YOUR TASK — In the records, take the lines starting at the one containing "Please mark the glass" and ending at the one containing "left=258, top=58, right=311, bottom=97". Write these lines out again with the requests included and 19 added to every bounding-box coordinate in the answers, leaving the numbers in the requests and their format samples unchanged.

ENTRIES SHOWN —
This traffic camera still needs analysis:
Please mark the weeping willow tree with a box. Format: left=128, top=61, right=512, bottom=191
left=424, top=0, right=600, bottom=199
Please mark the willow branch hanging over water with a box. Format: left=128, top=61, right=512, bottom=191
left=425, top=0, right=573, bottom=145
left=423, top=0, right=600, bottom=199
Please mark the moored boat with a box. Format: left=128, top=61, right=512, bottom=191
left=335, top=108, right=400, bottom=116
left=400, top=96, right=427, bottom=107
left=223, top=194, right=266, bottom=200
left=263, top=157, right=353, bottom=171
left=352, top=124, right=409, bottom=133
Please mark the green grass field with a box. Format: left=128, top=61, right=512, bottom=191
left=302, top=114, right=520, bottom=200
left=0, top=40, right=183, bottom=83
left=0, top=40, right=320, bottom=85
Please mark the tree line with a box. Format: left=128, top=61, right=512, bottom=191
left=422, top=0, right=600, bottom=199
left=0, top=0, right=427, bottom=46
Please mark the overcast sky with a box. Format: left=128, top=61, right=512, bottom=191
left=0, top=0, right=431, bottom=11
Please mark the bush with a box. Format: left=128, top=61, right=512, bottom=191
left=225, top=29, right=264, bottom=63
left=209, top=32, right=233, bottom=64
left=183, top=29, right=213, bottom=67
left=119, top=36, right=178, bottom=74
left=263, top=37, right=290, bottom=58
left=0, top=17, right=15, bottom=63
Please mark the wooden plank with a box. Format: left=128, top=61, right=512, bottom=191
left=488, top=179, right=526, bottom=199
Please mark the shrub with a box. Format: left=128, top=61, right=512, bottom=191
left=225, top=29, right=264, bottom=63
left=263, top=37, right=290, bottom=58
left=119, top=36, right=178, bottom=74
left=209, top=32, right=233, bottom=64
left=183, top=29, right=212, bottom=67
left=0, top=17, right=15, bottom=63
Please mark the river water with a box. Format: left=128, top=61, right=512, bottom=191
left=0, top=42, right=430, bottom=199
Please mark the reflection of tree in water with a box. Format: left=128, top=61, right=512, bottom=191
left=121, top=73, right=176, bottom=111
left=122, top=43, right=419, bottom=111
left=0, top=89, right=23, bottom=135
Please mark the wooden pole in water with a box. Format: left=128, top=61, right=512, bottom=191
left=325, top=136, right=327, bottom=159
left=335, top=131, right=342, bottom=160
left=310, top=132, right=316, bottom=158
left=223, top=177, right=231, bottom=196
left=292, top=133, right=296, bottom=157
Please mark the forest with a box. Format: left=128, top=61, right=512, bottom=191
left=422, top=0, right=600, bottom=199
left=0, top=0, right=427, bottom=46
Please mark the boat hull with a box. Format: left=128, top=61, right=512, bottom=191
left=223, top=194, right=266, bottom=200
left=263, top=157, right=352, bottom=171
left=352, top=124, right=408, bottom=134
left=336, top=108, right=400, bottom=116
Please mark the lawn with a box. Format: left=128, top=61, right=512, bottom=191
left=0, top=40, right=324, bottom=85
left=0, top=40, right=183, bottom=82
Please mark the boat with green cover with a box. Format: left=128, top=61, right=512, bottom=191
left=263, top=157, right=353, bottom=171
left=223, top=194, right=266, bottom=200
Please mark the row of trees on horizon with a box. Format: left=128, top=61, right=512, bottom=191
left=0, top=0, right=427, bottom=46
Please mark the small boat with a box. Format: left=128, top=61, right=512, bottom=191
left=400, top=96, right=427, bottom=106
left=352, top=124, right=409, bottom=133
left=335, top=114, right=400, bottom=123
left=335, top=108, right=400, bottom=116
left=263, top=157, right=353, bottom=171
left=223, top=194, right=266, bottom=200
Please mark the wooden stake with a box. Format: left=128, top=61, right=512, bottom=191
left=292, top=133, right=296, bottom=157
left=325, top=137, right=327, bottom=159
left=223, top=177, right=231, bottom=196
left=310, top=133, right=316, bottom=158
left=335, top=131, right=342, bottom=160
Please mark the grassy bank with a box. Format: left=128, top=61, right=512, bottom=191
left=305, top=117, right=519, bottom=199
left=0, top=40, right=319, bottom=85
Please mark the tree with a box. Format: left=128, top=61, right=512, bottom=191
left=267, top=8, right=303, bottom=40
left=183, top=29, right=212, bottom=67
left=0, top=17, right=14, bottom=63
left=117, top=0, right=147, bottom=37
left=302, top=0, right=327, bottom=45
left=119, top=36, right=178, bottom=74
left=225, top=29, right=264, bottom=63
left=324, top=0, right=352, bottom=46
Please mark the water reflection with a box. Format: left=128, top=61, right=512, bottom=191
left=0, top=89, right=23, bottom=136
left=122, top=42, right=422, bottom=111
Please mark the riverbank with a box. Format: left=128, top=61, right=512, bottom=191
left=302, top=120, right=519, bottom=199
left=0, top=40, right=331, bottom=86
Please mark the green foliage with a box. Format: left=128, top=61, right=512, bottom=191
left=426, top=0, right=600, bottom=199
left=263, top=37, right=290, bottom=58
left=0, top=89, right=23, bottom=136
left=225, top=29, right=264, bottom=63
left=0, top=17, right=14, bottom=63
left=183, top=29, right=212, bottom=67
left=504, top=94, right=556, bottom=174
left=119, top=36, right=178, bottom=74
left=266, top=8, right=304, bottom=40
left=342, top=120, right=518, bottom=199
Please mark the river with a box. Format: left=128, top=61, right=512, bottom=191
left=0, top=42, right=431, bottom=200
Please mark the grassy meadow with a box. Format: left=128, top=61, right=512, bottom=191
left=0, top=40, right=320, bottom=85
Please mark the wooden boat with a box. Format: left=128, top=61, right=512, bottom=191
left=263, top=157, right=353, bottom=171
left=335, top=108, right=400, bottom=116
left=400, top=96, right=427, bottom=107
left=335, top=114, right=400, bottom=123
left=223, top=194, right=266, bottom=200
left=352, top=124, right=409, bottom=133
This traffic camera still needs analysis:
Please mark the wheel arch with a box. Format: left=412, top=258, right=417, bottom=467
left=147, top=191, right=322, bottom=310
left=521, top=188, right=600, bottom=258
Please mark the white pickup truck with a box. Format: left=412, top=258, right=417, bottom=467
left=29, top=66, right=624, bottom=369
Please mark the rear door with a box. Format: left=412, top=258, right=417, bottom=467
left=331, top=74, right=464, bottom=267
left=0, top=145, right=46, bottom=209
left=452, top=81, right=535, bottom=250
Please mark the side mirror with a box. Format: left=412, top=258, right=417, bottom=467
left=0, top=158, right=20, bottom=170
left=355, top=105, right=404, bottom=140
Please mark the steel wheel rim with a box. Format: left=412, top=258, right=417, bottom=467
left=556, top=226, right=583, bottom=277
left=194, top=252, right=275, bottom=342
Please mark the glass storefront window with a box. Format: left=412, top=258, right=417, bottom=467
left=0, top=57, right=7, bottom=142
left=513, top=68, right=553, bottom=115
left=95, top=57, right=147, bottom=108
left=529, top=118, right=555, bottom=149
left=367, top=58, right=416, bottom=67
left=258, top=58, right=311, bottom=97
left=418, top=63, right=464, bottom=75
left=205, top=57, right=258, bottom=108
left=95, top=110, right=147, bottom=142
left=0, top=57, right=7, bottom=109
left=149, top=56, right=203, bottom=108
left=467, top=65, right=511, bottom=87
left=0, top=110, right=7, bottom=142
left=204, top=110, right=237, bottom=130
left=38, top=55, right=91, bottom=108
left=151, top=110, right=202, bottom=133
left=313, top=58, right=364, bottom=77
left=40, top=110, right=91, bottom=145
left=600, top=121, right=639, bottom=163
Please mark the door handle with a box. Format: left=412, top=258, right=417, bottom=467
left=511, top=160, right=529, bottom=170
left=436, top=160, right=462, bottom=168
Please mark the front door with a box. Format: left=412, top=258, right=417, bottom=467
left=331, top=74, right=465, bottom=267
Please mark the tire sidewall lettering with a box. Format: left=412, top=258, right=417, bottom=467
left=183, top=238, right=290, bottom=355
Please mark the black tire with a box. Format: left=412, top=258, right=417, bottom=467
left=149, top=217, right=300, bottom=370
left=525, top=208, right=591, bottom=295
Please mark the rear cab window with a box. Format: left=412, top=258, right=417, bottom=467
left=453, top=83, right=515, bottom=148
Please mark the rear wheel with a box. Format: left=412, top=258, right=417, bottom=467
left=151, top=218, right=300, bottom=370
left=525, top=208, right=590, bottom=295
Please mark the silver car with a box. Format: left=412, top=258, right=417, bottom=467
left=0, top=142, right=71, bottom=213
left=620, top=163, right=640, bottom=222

WRITTEN SOLUTION —
Please mark the glass storefront window with a box. Format: left=412, top=258, right=417, bottom=467
left=19, top=76, right=26, bottom=161
left=532, top=87, right=572, bottom=134
left=114, top=76, right=166, bottom=127
left=548, top=137, right=574, bottom=168
left=386, top=77, right=435, bottom=86
left=277, top=77, right=330, bottom=116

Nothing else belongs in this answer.